### REQUIRED TASK
Give the lines of the entries below, starting at the line containing "Annotation task — tag the fence picket" and ending at the line containing "[(861, 259), (163, 229), (888, 265), (760, 225)]", as a JSON list of strings with one string per line and blank lines omitted.

### PROVIDED RECORDS

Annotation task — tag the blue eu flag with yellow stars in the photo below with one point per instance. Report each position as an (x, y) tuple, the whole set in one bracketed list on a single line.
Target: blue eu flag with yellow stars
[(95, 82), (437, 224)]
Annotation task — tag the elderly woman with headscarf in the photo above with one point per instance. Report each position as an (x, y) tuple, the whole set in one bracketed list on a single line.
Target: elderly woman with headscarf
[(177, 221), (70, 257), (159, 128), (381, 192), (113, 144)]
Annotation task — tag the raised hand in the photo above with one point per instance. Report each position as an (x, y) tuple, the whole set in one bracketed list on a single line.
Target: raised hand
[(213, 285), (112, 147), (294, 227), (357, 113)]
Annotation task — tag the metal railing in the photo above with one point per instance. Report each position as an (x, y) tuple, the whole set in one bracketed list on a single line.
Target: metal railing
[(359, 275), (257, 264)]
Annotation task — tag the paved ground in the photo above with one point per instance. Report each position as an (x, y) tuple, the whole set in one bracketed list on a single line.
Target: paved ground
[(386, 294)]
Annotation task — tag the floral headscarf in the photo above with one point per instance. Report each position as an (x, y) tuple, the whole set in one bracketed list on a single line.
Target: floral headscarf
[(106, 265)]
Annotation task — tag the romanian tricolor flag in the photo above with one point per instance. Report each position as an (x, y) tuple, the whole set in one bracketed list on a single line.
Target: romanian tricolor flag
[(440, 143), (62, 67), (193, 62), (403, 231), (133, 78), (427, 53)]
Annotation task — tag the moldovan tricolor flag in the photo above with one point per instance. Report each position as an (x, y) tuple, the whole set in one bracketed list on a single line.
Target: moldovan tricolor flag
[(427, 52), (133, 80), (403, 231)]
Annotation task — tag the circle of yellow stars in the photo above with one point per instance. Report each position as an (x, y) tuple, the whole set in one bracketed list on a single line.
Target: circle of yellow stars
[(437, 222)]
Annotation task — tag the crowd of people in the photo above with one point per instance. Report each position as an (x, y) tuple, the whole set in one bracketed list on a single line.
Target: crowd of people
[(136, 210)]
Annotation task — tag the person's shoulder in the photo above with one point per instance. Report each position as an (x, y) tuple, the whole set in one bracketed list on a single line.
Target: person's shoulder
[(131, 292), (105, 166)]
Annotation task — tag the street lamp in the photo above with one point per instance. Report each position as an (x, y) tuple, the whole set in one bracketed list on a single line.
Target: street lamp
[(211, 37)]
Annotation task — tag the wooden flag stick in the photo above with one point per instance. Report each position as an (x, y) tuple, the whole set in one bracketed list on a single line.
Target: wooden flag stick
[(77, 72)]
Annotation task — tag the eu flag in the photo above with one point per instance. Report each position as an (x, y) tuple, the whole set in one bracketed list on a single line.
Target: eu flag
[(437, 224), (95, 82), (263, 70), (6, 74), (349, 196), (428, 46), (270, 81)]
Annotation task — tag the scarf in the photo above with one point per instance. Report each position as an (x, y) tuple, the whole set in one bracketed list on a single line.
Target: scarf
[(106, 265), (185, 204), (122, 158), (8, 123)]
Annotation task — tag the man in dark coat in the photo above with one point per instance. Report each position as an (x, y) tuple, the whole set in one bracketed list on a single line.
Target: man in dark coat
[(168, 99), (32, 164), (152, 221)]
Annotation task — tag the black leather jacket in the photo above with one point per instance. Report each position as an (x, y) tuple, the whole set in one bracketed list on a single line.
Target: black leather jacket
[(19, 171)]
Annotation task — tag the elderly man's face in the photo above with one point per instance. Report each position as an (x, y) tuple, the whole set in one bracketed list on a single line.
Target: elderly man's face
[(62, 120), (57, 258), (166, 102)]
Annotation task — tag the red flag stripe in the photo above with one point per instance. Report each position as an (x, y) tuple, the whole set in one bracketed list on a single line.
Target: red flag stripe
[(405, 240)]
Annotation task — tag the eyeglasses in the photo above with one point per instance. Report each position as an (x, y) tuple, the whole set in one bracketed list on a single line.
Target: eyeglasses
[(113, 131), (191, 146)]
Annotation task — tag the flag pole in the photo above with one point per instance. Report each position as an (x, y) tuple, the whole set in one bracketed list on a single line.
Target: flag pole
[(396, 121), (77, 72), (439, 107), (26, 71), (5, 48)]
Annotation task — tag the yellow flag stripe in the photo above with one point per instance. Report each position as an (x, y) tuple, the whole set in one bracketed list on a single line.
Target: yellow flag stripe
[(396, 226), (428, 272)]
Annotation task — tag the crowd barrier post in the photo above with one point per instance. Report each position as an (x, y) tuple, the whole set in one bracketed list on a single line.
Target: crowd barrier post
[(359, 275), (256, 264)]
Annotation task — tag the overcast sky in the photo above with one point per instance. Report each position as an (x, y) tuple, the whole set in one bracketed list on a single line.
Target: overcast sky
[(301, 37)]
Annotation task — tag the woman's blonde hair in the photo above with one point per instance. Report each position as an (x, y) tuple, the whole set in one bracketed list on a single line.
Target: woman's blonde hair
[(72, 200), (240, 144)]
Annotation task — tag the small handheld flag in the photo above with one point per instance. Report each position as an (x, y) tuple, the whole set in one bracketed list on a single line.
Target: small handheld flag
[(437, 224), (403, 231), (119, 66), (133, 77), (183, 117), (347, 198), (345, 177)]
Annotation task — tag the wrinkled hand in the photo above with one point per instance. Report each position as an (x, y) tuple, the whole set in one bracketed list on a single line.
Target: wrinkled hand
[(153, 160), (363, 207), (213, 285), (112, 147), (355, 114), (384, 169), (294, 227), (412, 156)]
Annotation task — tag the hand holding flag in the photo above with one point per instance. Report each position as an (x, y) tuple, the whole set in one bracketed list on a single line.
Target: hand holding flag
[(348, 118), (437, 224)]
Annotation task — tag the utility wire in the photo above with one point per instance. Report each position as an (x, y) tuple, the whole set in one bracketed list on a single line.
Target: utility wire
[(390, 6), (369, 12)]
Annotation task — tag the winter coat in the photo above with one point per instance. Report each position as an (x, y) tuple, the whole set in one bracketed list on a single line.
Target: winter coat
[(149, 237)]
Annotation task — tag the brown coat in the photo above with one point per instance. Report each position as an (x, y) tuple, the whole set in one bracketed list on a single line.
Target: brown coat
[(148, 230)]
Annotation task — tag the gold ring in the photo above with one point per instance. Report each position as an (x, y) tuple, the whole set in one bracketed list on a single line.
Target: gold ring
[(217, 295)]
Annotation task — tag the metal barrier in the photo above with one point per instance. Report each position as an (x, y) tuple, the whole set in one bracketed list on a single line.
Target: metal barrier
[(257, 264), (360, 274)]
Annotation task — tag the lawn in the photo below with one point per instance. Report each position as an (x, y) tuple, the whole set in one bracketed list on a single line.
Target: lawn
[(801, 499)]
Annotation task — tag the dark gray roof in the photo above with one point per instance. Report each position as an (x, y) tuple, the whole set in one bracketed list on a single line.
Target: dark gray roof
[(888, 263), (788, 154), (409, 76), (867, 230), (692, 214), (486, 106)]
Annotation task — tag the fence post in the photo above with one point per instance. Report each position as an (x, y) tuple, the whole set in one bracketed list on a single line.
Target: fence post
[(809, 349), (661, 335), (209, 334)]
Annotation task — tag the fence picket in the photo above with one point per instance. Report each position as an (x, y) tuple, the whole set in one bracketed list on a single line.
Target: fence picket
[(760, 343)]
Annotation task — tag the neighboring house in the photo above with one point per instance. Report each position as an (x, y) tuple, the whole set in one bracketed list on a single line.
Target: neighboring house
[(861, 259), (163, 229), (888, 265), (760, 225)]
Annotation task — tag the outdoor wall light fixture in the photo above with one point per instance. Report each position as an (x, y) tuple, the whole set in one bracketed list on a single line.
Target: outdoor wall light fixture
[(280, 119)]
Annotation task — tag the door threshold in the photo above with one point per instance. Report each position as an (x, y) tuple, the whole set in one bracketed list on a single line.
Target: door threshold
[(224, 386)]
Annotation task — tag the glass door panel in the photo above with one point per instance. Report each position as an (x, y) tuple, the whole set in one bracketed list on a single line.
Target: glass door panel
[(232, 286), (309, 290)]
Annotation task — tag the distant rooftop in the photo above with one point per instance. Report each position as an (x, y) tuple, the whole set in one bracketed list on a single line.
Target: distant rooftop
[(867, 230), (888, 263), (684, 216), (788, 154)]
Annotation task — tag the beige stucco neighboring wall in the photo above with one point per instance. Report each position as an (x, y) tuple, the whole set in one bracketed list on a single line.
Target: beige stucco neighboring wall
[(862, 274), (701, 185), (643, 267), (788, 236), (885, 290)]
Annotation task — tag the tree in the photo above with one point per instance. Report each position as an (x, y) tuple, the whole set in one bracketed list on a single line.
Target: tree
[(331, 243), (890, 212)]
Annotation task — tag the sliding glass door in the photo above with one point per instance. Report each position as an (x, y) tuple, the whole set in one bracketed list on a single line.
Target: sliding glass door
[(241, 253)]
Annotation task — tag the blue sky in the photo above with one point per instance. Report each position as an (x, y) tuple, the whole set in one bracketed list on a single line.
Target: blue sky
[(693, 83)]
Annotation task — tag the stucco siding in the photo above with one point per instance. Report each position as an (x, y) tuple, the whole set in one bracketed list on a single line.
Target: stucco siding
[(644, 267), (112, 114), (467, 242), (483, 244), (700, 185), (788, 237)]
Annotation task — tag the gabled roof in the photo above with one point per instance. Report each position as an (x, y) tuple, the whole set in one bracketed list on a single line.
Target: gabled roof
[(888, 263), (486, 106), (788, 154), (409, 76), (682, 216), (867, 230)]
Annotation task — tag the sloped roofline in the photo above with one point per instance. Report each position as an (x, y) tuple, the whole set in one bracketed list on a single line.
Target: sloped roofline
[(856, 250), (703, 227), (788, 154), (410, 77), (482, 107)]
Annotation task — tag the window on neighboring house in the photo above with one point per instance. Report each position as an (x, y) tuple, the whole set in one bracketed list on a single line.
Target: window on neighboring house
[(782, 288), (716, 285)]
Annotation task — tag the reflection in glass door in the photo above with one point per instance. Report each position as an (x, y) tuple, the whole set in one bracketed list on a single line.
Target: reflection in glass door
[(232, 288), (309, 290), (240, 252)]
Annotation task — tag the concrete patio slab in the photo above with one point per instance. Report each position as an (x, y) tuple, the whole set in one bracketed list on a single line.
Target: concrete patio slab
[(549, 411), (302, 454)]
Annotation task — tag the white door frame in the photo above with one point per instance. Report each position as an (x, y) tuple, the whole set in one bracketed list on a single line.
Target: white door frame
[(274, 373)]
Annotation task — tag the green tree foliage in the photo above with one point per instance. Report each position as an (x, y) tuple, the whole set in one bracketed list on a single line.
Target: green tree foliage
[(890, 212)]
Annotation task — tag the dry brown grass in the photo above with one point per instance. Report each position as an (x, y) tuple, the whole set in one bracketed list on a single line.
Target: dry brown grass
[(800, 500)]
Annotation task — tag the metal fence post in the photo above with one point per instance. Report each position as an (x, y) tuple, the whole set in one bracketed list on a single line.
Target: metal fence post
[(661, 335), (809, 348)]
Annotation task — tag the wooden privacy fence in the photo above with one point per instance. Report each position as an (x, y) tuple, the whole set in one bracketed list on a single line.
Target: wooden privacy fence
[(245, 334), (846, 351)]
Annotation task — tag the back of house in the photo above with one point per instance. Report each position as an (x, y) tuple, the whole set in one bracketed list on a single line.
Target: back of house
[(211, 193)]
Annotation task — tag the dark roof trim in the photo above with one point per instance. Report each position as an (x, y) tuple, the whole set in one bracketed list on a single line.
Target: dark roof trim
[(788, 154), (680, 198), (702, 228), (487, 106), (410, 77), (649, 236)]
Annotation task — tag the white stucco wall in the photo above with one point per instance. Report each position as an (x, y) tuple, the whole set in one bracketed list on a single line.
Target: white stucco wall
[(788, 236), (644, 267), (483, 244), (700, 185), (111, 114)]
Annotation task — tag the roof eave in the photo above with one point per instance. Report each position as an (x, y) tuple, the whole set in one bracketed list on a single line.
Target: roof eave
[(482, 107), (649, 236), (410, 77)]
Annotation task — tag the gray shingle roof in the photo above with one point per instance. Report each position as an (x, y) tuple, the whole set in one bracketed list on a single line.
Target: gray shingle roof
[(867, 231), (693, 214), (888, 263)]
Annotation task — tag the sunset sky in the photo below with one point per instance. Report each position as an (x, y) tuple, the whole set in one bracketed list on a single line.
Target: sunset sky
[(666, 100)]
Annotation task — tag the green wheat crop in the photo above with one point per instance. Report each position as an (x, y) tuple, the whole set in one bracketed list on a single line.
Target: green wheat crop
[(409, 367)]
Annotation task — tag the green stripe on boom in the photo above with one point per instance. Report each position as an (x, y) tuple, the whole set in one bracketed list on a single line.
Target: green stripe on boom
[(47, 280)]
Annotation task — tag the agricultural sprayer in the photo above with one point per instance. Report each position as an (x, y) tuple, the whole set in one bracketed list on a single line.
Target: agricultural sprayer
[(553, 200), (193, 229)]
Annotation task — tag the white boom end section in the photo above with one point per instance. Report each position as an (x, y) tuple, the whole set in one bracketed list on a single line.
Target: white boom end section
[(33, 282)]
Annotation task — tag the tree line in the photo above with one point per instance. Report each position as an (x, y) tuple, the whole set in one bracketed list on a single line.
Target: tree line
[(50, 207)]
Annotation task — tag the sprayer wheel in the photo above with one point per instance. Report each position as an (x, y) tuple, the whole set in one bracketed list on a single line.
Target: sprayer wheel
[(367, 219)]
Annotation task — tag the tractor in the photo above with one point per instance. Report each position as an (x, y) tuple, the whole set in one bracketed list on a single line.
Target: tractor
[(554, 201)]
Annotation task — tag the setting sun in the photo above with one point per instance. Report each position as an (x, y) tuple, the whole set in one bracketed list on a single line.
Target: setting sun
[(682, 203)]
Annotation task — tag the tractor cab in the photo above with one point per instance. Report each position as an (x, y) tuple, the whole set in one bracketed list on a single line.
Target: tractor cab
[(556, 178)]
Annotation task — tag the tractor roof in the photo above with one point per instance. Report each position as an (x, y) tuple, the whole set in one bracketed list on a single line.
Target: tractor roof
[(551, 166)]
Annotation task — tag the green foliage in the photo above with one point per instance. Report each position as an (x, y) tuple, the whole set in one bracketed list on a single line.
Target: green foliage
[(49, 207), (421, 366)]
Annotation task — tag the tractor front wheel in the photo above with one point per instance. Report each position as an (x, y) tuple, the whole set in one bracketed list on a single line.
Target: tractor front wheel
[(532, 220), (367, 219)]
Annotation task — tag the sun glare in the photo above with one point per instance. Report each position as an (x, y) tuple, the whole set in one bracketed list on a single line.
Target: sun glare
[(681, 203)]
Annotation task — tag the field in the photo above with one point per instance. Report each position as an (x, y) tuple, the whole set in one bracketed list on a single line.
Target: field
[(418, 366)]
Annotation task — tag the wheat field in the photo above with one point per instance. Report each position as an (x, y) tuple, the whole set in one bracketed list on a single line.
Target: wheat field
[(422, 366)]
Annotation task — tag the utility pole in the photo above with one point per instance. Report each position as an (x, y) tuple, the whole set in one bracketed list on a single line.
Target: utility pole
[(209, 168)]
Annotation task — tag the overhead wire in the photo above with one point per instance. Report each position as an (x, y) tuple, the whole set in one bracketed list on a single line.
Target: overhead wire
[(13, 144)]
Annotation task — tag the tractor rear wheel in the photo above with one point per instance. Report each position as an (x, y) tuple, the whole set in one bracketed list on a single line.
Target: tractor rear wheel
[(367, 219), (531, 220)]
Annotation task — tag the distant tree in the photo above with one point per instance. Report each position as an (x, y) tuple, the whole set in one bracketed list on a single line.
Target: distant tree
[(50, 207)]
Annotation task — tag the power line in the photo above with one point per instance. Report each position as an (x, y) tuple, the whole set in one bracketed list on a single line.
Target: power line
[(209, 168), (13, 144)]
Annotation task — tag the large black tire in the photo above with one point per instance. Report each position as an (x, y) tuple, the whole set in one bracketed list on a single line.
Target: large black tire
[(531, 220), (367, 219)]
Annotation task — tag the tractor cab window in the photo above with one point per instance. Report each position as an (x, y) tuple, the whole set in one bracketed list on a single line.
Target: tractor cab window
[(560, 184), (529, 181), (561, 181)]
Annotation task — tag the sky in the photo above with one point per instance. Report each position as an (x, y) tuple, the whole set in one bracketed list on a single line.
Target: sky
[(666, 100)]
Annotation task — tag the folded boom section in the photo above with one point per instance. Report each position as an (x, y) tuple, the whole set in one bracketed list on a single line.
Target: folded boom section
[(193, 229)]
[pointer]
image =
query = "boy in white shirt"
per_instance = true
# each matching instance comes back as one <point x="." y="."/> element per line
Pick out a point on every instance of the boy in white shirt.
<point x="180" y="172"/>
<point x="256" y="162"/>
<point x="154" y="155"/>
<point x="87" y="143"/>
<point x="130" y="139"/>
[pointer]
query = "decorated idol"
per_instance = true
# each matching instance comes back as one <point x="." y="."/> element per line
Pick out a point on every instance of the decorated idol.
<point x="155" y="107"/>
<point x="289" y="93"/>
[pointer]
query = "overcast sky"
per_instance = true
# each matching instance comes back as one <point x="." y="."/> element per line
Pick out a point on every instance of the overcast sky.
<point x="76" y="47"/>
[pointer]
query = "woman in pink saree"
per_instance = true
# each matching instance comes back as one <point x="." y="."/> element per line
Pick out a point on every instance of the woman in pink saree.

### RESULT BELOW
[
  "Annotation task — tag the fence picket in the photo above with one point per instance. Report each position as an (x, y) tuple, the whole set in one bracketed list on a single line.",
  "Target: fence picket",
  "[(760, 343)]",
  "Annotation task — tag the neighboring house in the photo above with one point per instance. Report each position as an (x, y) tuple, the whole set in one bracketed list on a single line.",
  "Target: neighboring house",
  "[(861, 259), (163, 229), (888, 265), (760, 225)]"
]